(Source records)
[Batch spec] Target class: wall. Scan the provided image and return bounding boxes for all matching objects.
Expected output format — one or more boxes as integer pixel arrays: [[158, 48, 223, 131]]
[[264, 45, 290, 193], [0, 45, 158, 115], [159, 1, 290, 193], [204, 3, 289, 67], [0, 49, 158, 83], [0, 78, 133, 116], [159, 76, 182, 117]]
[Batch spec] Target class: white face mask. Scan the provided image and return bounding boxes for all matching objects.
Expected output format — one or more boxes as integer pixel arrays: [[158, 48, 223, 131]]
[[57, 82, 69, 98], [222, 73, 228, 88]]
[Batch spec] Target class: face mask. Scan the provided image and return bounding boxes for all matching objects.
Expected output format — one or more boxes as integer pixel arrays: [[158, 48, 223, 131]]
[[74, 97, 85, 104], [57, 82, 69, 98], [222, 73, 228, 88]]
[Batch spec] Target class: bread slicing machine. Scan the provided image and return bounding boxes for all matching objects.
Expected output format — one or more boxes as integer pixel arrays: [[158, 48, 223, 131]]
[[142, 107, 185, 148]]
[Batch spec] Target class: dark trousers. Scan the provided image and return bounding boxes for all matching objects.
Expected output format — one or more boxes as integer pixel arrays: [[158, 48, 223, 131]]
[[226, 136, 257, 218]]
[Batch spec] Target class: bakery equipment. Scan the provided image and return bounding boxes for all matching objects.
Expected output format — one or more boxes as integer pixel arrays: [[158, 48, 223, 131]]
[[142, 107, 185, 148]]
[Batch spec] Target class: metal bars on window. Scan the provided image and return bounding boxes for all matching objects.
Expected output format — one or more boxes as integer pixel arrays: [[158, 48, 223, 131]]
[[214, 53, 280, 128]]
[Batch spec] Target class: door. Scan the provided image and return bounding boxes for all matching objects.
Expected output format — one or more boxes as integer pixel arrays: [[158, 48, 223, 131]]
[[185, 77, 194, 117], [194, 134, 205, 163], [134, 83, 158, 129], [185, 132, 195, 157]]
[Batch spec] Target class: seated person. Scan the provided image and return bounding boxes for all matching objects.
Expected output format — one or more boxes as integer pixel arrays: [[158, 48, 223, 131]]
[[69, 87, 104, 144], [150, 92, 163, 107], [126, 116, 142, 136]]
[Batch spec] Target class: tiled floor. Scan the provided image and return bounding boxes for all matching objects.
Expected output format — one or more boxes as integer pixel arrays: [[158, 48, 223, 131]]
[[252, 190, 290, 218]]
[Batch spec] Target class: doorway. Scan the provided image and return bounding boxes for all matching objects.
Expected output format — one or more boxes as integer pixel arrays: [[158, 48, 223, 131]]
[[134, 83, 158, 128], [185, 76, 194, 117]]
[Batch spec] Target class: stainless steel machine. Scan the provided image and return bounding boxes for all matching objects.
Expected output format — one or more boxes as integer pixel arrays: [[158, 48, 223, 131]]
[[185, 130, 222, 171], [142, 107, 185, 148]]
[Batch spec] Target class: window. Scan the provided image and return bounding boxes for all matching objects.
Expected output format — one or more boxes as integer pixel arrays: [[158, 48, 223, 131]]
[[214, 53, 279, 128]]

_GIVEN PROBLEM_
Find each line in the material above that contains the word "window", and copy those lines out.

_ANSWER IN FULL_
[Batch spec] Target class: metal bars on window. Scan the provided image and return bounding boxes for all matching objects.
[Batch spec] Target class: window. Scan the provided image and return bounding boxes for all matching objects.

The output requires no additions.